-- START INPUT MATERIAL --

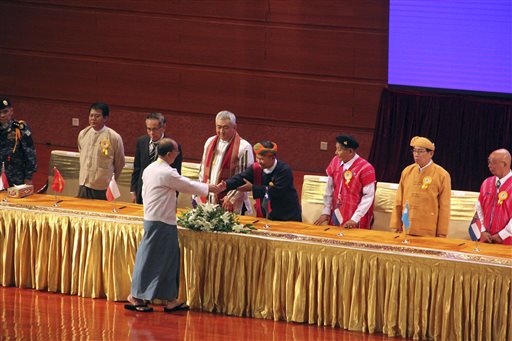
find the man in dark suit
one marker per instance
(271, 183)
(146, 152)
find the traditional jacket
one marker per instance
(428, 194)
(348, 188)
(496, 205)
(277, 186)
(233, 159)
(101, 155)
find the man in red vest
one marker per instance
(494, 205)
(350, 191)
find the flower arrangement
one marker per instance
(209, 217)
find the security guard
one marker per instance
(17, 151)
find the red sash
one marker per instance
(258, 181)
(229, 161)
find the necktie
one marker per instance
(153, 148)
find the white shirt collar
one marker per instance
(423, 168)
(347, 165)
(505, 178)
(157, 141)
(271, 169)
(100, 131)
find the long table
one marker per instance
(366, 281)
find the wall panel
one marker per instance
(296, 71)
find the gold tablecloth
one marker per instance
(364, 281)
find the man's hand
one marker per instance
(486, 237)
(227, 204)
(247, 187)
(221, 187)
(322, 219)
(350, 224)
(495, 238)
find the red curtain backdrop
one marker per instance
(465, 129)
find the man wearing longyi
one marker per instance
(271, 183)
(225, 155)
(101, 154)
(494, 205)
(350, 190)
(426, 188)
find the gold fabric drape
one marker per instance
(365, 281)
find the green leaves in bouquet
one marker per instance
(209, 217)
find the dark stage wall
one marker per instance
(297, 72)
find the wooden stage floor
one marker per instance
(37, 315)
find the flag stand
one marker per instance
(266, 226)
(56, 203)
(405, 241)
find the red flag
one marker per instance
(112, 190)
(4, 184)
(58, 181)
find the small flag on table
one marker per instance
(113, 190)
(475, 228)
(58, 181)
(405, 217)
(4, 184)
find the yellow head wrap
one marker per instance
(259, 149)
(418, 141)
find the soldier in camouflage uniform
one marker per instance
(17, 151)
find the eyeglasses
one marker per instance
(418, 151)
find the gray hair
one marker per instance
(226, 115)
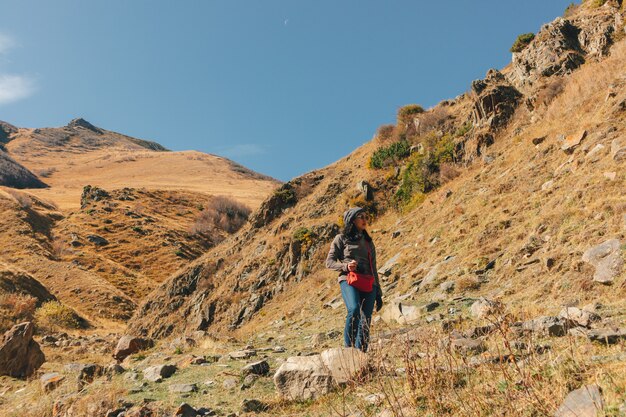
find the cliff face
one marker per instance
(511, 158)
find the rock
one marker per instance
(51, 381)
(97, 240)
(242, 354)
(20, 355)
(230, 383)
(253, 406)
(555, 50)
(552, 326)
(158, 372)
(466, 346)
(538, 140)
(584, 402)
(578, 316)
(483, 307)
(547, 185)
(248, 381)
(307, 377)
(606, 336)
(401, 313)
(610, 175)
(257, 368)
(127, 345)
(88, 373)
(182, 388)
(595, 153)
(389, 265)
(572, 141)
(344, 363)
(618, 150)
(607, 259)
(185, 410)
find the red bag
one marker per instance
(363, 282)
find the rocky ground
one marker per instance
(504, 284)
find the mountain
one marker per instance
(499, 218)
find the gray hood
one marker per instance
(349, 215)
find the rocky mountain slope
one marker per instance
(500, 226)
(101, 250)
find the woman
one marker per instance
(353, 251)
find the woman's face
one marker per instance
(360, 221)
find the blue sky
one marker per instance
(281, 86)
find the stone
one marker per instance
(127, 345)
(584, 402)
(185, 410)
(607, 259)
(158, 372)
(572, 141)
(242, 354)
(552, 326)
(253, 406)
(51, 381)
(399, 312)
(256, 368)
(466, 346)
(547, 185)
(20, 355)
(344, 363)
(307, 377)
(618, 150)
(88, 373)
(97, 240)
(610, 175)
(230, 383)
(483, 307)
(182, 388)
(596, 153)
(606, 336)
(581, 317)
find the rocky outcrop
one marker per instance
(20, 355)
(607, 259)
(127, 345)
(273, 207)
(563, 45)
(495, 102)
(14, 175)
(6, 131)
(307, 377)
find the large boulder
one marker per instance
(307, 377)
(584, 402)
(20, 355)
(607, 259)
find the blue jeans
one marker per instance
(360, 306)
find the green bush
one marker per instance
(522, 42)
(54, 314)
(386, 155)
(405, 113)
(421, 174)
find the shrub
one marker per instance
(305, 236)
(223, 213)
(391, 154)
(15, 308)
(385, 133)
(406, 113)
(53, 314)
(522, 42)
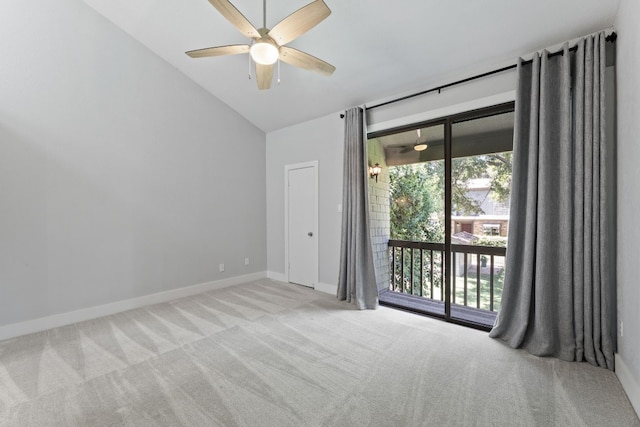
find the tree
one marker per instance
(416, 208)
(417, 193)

-- END INPUT MATERIAL --

In the records above, find the line with "find the flag stand" and copy from it through the last line exactly, without the pictures.

* _SOLUTION TO THIS TASK_
find the flag stand
one marker per instance
(266, 226)
(56, 203)
(405, 241)
find the red flag
one marker per instance
(112, 190)
(4, 184)
(58, 181)
find the small flag on table
one marker per instance
(113, 190)
(475, 228)
(58, 181)
(405, 217)
(4, 184)
find the yellow head wrap
one marker per instance
(259, 149)
(418, 141)
find the soldier in camouflage uniform
one marker per instance
(17, 151)
find the eyeglasses
one marker per instance
(418, 151)
find the gray hair
one marker per instance
(226, 115)
find the cliff face
one marker per instance
(511, 158)
find the rock
one marker per instance
(51, 381)
(97, 240)
(242, 354)
(20, 355)
(230, 383)
(253, 406)
(555, 50)
(552, 326)
(158, 372)
(466, 346)
(538, 140)
(584, 402)
(578, 316)
(483, 307)
(547, 185)
(248, 381)
(307, 377)
(606, 336)
(401, 313)
(610, 175)
(257, 368)
(127, 345)
(88, 373)
(182, 388)
(595, 153)
(389, 265)
(572, 141)
(344, 363)
(618, 150)
(607, 259)
(185, 410)
find the red bag
one marker per instance
(363, 282)
find the rocky ground
one marker per instance
(504, 284)
find the mountain
one marker per instance
(499, 218)
find the gray hood
one marker per instance
(349, 215)
find the rocky mountain slope
one marker per instance
(500, 226)
(101, 250)
find the woman
one marker per instance
(353, 251)
find the woman's face
one marker per instance
(360, 221)
find the blue sky
one marker per instance
(281, 86)
find the stone
one marker per instance
(127, 345)
(584, 402)
(185, 410)
(607, 259)
(158, 372)
(572, 141)
(242, 354)
(552, 326)
(253, 406)
(51, 381)
(399, 312)
(256, 368)
(466, 346)
(547, 185)
(20, 355)
(344, 363)
(307, 377)
(618, 150)
(88, 373)
(97, 240)
(610, 175)
(230, 383)
(483, 307)
(182, 388)
(596, 153)
(606, 336)
(581, 317)
find the rocky outcrop
one marker per instance
(20, 355)
(607, 259)
(127, 345)
(273, 207)
(563, 45)
(495, 102)
(14, 175)
(6, 131)
(307, 377)
find the large boulder
one marker per instance
(307, 377)
(584, 402)
(20, 355)
(607, 259)
find the blue jeans
one marker per instance
(360, 306)
find the green bush
one marker per instance
(522, 42)
(54, 314)
(386, 155)
(405, 113)
(421, 174)
find the shrub
one marker per instance
(305, 236)
(223, 213)
(391, 154)
(15, 308)
(385, 133)
(406, 113)
(53, 314)
(522, 42)
find the tree
one marker per instance
(416, 208)
(417, 193)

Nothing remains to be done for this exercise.